### Task to complete
Scale the listing from the line containing "Every instance of the tall" through the end of the listing, and reproduce every line, requests included, multiplying each point coordinate in the answers by 1.25 and rounding to whole numbers, with halves rounded up. Provide only those lines.

### Records for this task
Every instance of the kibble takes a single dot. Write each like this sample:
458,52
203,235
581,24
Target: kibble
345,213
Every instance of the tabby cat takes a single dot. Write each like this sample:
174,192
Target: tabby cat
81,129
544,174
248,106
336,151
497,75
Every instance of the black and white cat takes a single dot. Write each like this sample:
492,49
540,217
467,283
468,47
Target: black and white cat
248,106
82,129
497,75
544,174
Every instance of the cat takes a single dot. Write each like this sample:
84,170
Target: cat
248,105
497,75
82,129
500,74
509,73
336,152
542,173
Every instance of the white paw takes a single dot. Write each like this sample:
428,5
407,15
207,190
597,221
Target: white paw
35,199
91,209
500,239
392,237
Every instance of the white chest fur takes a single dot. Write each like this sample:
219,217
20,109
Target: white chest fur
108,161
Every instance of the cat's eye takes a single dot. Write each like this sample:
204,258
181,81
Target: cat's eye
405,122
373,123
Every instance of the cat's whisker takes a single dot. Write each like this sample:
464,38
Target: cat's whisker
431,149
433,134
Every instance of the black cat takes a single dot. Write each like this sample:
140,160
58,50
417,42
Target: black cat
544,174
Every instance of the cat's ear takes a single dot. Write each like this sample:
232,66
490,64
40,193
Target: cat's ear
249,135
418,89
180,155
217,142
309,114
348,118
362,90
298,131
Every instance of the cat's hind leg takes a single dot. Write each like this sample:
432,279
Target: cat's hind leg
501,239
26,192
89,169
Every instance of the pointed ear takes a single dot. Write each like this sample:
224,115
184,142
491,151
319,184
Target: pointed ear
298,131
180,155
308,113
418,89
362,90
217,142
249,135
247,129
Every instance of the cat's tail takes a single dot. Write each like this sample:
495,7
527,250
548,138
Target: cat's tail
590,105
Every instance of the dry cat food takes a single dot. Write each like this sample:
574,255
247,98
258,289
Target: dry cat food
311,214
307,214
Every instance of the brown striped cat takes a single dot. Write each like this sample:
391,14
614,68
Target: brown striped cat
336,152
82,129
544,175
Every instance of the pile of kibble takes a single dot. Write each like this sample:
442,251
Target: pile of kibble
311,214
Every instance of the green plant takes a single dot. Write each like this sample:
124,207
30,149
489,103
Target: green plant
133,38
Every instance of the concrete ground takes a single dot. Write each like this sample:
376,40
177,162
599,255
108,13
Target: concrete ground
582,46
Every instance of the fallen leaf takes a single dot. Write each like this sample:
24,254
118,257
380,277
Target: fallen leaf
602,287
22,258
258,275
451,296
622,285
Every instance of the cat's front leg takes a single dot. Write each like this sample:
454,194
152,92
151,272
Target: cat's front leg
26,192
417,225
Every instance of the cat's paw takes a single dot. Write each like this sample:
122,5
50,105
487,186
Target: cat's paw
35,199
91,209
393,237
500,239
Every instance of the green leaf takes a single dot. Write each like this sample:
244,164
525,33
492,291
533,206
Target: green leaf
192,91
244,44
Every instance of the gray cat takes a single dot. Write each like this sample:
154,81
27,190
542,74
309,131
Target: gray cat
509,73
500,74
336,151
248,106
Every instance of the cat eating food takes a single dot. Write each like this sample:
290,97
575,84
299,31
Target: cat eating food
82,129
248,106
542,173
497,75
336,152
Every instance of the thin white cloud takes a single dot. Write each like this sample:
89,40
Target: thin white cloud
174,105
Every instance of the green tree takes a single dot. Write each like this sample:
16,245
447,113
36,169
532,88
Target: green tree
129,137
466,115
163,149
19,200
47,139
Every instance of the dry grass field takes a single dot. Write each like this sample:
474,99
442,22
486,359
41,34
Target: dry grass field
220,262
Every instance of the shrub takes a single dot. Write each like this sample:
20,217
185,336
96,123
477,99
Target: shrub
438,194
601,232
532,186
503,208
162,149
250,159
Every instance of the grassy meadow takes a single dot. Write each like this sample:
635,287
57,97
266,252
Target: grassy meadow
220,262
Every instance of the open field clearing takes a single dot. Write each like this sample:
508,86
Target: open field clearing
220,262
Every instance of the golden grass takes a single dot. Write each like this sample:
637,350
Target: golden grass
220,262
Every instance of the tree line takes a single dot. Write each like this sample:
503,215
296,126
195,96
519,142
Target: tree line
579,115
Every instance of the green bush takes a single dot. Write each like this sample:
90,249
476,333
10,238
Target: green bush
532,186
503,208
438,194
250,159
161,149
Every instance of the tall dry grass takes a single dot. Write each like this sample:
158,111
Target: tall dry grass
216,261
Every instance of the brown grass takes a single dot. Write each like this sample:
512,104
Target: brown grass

### Finished exercise
Every instance of the tall dry grass takes a single dot. Write each like this sample:
158,111
Target: tall dry grass
270,326
Every instance of the brown grass takes a single dot. Write each like this sample:
512,104
Target: brown grass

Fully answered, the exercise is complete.